■ What is required ■
Retype, with no changes, the lines between the one holding "of the leafy" and the one holding "point(539, 60)", inclusive.

■ Material provided ■
++++++++

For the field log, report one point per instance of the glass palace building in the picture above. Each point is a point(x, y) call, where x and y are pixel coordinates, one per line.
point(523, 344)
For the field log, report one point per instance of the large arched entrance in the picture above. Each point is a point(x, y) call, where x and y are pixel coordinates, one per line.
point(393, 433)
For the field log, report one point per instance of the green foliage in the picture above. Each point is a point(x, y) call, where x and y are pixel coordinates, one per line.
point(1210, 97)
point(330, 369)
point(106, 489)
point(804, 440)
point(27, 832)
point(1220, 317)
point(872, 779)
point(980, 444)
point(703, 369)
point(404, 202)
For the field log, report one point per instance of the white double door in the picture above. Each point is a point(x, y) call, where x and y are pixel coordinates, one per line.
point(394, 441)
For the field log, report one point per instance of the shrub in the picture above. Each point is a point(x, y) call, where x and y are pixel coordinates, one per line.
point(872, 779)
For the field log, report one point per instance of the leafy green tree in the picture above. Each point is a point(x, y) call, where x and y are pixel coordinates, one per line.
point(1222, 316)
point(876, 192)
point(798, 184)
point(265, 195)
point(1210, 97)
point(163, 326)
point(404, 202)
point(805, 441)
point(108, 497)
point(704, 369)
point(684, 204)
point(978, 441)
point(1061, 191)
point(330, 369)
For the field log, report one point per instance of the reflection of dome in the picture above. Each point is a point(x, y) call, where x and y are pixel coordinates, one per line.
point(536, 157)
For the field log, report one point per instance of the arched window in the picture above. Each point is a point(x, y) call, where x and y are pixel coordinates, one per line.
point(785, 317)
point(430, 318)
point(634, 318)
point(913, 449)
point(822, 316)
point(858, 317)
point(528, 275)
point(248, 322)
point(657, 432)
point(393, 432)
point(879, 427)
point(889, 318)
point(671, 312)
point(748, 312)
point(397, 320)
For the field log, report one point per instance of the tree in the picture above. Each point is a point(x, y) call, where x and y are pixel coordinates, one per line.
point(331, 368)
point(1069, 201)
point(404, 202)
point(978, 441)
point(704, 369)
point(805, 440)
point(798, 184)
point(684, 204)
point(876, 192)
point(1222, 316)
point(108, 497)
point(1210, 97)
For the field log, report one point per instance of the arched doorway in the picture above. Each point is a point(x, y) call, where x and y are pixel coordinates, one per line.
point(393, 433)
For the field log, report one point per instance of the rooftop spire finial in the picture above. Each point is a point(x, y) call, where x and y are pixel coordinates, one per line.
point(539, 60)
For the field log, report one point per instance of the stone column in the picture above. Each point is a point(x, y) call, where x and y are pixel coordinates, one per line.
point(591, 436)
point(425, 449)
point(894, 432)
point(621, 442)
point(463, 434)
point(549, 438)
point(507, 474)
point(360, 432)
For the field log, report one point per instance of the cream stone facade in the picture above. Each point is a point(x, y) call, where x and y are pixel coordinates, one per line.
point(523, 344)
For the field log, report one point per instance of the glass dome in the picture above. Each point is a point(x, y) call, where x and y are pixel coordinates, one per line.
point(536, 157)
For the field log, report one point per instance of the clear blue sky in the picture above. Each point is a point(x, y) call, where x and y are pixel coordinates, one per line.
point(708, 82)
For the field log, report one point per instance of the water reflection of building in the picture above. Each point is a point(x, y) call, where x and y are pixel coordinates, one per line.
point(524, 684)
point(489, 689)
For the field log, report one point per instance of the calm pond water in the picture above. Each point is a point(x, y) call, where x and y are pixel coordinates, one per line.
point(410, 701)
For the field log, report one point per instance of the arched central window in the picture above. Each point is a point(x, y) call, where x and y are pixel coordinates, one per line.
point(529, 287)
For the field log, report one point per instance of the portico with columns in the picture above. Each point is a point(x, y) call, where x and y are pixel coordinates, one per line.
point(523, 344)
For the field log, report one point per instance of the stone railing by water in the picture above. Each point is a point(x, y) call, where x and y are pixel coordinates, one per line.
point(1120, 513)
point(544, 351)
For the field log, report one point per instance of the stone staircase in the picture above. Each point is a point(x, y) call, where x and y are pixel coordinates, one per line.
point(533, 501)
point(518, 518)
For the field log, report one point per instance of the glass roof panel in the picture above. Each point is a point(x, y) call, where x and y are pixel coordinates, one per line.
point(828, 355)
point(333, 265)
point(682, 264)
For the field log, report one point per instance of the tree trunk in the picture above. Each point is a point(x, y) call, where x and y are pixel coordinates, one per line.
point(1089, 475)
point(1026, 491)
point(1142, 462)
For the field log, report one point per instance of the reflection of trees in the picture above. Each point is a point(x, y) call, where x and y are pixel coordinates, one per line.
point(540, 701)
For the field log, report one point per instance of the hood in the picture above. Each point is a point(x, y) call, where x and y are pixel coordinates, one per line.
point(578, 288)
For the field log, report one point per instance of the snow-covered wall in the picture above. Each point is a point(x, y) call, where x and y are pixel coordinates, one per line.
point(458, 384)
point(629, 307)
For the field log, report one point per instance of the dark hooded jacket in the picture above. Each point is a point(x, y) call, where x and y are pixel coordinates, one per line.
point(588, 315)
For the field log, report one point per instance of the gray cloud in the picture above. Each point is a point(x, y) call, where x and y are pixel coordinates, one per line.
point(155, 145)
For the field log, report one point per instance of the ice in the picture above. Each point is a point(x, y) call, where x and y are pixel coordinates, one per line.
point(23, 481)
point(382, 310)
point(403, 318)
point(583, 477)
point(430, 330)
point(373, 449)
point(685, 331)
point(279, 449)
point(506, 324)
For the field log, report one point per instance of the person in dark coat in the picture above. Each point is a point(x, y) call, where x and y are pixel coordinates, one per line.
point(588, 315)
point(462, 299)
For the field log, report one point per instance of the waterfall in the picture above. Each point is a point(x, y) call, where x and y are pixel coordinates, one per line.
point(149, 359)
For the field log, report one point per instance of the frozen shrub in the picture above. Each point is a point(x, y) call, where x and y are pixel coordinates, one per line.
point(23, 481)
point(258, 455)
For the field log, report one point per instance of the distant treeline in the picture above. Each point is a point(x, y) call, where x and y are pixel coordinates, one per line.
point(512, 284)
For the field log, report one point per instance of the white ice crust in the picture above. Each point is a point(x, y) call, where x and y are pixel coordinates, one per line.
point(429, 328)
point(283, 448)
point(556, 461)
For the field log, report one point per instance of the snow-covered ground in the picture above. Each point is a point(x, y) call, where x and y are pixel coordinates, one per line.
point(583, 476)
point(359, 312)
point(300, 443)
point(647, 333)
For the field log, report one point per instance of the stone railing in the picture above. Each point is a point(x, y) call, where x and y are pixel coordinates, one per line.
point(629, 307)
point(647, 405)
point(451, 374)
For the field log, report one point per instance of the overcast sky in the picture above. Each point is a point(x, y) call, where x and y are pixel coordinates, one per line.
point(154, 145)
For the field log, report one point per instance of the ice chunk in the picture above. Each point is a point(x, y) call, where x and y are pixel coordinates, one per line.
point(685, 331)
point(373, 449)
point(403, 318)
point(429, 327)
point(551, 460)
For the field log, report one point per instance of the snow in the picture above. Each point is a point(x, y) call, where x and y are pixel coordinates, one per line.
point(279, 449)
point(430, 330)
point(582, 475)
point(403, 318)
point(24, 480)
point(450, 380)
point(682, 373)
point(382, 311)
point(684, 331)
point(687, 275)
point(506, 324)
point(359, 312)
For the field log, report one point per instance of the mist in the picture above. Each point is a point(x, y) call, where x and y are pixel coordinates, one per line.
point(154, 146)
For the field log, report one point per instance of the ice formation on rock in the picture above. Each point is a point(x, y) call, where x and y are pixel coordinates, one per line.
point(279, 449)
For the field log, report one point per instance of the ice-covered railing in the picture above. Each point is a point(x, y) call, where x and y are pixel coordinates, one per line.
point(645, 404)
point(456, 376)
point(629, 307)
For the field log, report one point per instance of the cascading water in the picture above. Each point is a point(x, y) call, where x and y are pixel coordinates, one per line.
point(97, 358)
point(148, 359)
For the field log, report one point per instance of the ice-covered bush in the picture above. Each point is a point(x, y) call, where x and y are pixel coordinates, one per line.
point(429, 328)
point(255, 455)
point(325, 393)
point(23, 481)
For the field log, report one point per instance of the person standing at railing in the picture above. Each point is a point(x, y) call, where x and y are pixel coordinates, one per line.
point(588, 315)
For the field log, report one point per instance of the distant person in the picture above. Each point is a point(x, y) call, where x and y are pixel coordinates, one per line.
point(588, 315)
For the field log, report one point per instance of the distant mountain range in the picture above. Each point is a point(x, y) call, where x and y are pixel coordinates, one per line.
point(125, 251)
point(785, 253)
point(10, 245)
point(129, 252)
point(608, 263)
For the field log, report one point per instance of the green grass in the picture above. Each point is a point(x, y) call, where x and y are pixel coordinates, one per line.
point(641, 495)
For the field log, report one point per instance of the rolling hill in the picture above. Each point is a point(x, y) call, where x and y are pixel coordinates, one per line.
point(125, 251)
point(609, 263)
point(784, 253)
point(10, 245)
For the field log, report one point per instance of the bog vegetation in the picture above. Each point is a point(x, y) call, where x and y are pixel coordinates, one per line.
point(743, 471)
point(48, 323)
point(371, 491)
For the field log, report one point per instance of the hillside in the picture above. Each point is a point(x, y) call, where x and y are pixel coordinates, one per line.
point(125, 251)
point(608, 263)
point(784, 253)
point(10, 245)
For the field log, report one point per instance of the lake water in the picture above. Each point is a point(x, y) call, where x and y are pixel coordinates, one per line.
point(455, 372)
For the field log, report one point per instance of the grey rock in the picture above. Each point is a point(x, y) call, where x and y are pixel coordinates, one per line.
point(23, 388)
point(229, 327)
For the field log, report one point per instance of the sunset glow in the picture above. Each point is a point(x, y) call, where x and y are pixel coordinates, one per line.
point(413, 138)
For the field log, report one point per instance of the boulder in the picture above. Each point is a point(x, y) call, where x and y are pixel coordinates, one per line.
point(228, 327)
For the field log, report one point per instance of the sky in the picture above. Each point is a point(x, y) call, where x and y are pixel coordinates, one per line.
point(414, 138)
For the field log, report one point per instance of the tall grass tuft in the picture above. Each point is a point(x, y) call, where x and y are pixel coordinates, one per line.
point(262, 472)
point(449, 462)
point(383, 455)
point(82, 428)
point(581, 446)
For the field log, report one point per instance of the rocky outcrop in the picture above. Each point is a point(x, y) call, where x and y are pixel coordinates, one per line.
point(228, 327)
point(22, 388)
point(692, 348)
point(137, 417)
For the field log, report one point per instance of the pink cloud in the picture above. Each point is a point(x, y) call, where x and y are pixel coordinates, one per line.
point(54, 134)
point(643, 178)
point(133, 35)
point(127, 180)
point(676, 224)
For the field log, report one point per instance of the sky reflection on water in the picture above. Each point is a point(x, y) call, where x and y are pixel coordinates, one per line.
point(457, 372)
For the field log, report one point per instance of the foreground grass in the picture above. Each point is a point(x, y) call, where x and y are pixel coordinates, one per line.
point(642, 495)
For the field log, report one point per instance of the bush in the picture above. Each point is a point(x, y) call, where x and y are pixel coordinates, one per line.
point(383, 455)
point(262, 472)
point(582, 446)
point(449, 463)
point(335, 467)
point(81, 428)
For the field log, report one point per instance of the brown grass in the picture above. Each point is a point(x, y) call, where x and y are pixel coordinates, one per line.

++++++++

■ Finished task ■
For the field log, report one point per instance of the leafy green tree in the picture above. Each point is a point(x, y) call, where x and y are pixel coordinates, one per line.
point(1222, 316)
point(876, 192)
point(798, 184)
point(265, 195)
point(1210, 97)
point(163, 326)
point(404, 202)
point(805, 441)
point(108, 497)
point(704, 369)
point(684, 204)
point(978, 441)
point(1061, 191)
point(330, 369)
For the field log, report one point per instance of the reflection of dome in the picture above. Each point is a point(x, y) call, where x and y are pixel coordinates, one per line.
point(536, 157)
For the field log, report one point per instance of the arched window in the picture above. Each point is a point(x, y) call, where x and y are pixel coordinates, one per line.
point(785, 317)
point(430, 318)
point(634, 318)
point(913, 449)
point(822, 316)
point(858, 317)
point(528, 275)
point(248, 322)
point(657, 432)
point(393, 432)
point(879, 427)
point(889, 318)
point(671, 312)
point(748, 312)
point(397, 320)
For the field log, report one point per instance of the tree in the picture above. Each point is a point(x, y) call, where x and y are pixel coordinates, one per line.
point(331, 368)
point(1069, 201)
point(404, 202)
point(978, 441)
point(704, 369)
point(805, 440)
point(798, 184)
point(684, 204)
point(876, 192)
point(1222, 316)
point(108, 497)
point(1210, 97)
For the field log, report one point per instance of the arched doorway in the picture above. Each point is a point(x, y) call, where x and y are pixel coordinates, one per line.
point(393, 433)
For the field log, report one point per instance of the rooftop spire finial in the picture above. Each point is a point(x, y) call, where x and y are pixel coordinates, one per line.
point(539, 60)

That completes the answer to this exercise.